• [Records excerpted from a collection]
════

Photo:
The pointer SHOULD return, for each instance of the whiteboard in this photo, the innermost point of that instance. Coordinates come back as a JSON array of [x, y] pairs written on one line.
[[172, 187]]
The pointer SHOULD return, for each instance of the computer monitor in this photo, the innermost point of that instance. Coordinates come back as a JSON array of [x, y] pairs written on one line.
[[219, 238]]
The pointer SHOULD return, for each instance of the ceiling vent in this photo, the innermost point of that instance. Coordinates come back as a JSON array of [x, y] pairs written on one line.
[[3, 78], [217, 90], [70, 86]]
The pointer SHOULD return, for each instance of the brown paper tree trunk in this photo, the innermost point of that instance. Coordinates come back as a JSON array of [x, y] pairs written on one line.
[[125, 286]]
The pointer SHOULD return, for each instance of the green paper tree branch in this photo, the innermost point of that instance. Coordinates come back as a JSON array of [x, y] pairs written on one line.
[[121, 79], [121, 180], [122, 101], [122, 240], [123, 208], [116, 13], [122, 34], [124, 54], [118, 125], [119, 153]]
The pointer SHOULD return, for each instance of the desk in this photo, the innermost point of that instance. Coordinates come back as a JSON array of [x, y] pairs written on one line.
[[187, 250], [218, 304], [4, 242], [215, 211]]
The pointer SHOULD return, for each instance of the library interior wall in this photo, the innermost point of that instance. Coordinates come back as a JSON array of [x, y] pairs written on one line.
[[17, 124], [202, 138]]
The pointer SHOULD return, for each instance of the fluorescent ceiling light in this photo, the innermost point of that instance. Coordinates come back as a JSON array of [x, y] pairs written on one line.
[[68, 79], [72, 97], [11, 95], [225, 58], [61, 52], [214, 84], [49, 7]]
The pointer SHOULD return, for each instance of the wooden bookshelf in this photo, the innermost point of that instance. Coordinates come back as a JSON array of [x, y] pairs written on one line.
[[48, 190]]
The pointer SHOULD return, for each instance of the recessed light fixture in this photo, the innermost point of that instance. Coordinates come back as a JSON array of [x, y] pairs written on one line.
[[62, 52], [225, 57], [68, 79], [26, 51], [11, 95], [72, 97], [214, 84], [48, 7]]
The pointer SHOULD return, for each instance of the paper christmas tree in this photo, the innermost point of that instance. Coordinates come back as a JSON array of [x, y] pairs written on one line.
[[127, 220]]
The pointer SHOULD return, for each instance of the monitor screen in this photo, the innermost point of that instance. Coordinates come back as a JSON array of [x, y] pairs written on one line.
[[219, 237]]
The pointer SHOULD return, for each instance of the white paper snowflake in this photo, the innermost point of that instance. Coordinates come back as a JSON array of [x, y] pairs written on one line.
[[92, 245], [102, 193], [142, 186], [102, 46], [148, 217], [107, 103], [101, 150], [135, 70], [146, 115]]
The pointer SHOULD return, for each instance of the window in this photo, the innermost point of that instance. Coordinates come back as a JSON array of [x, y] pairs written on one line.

════

The entire set of entries, and nothing else, should be set down exactly.

Photo:
The pointer SHOULD return, for each instance of the whiteboard in this photo, the innermost point of that instance. Coordinates come back as a JSON array of [x, y] pairs written on one line.
[[172, 187]]
The pointer SHOULD return, for each instance of the computer monitor in this photo, the innermost point of that instance. Coordinates come back as a JSON array of [x, y] pairs written on one line.
[[219, 238]]
The pointer SHOULD return, for each instance of the ceiling vent in this photo, the innermost point of that instance. Coordinates come back as a JSON array of [x, y] pairs written on one line.
[[3, 78], [217, 90], [70, 86]]
The pointer SHOULD return, for each instance of the brown paper tree trunk in this photo, the innermost point of that instance. Coordinates come back as a JSON array of [x, y] pairs written on one line.
[[125, 286]]
The pointer SHOULD return, for each instance of the green paper tree branch in this photo, the innermost point of that instance. Coordinates come back as a JSON array of [x, y] pairs written on one line.
[[121, 79], [121, 180], [122, 101], [122, 240], [123, 208], [116, 13], [122, 34], [124, 54], [118, 125], [119, 153]]
The pointer SHOULD return, for each instance of the desk in this photo, the innermost point of that instance. Coordinates come back as a JSON array of [x, y] pairs written on one line.
[[187, 250], [218, 304], [4, 242], [215, 211]]
The pointer SHOULD return, for each instance of the library interior wall in this photo, the innermost point of that instance. Coordinates come back as a JSON array of [x, y] pairs written on one line.
[[17, 124], [202, 138]]
The pointer SHOULD return, for each instance of the fluorescent ceiling light in this photo, the innermost point of that instance. Coordinates come back as a JSON array of [x, y] pairs written on one line.
[[68, 79], [72, 97], [11, 95], [225, 58], [61, 52], [214, 84], [49, 7]]
The pointer SHOULD return, for each instance of the wooden bookshelf in this photo, the innermost point of that instance. Coordinates come back as a JSON array of [x, y] pairs written on one line.
[[48, 190]]
The pointer SHOULD return, for each instance of the recessed light fixture in this photo, the innermost point of that instance. Coordinates come back as a JSON array of [x, y] pairs written on one line.
[[62, 52], [225, 57], [68, 79], [26, 51], [11, 95], [72, 97], [214, 84], [48, 7]]
The pointer SHOULD return, for each instance of the paper christmas tree in this photo, the innermost point of that instance. Coordinates come back as a JSON array of [x, y] pairs written on one line.
[[127, 220]]
The pointer SHOULD return, for each instance of the monitor screen in this photo, the innermost point of that instance. Coordinates come back as a JSON array of [x, y] pairs written on one line.
[[219, 237]]
The pointer SHOULD return, for each instance of the white paper snowflake in this photo, the innermost point of that instance. Coordinates come back as a JSON array of [x, y] pairs written on one line.
[[92, 245], [102, 193], [142, 186], [102, 46], [148, 217], [107, 103], [101, 150], [135, 70], [146, 115]]
The pointer SHOULD return, for each instance of the window in this photo, the innermost point of that instance. Coordinates come back as a JSON array of [x, y] pairs written on one line.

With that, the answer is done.